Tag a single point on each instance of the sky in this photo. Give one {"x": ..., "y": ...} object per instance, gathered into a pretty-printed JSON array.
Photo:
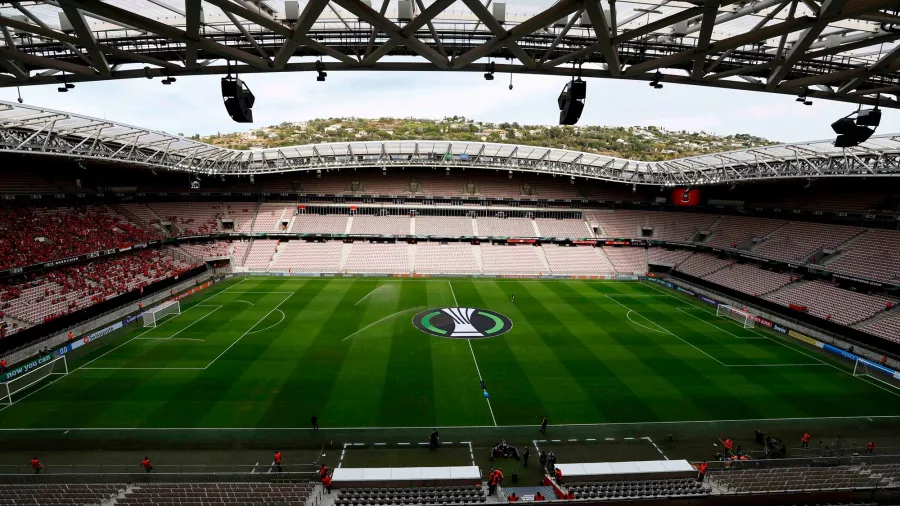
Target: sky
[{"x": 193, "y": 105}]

==

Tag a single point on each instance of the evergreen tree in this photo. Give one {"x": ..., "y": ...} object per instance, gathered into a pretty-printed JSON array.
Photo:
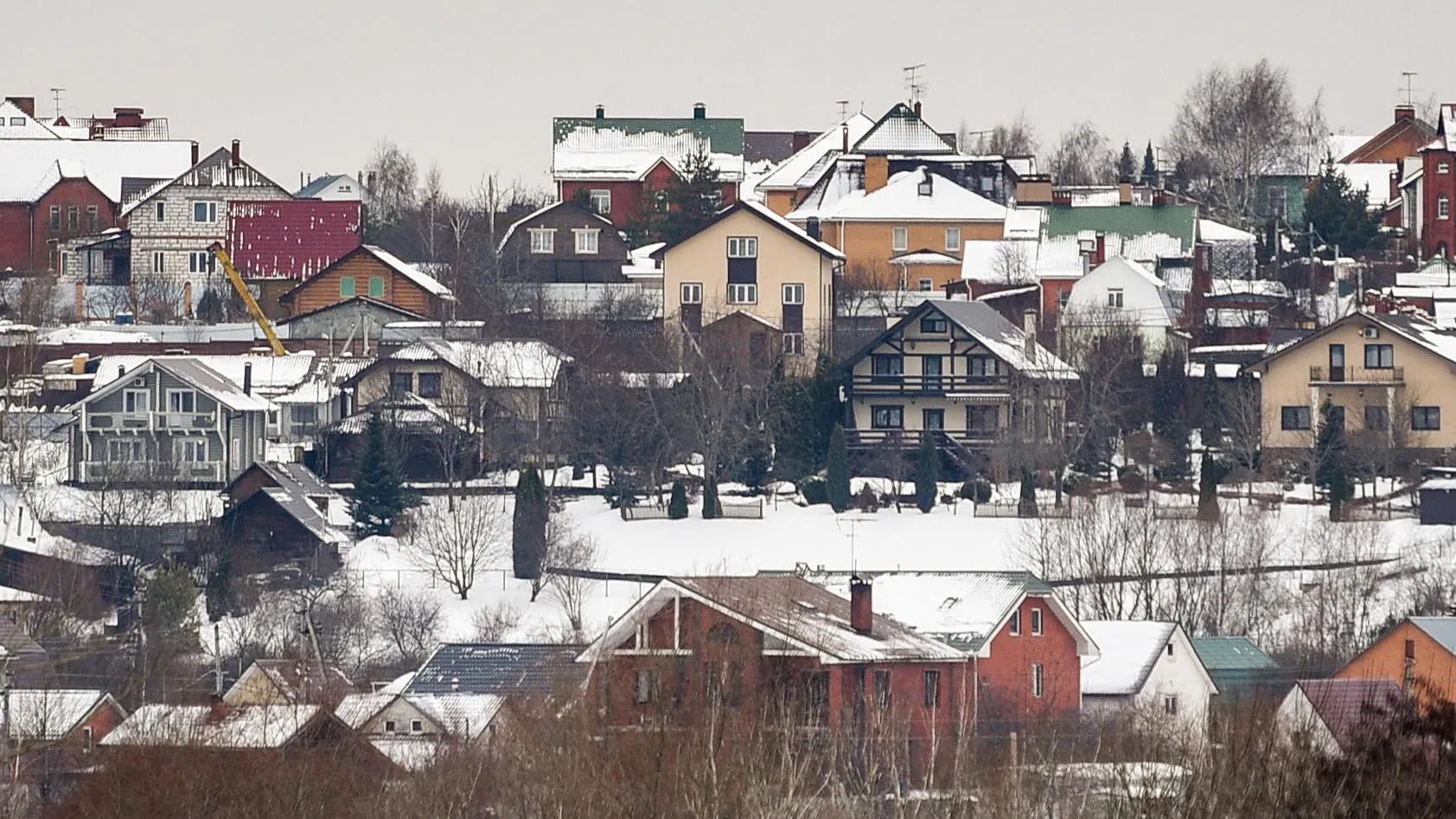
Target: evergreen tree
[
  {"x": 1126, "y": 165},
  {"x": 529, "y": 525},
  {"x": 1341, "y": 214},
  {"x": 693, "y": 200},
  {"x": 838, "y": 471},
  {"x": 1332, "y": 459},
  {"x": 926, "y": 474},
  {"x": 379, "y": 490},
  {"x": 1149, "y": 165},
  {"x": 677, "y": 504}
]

> _WHAT YOU HAVE TO DO_: Which lines of the records above contain the string "JSON"? Copy every such line, treating uppercase and lowercase as different.

> _TASK SOLUTION_:
Tag a single point on each instance of the sky in this photo. Give one {"x": ..., "y": ...} object per instance, gathered into a pretty-printed JSON array.
Tag a single point on each instance of the evergreen tree in this photo. Give one {"x": ..., "y": ...} object per instance, gathered into a pretty-printed JSON array.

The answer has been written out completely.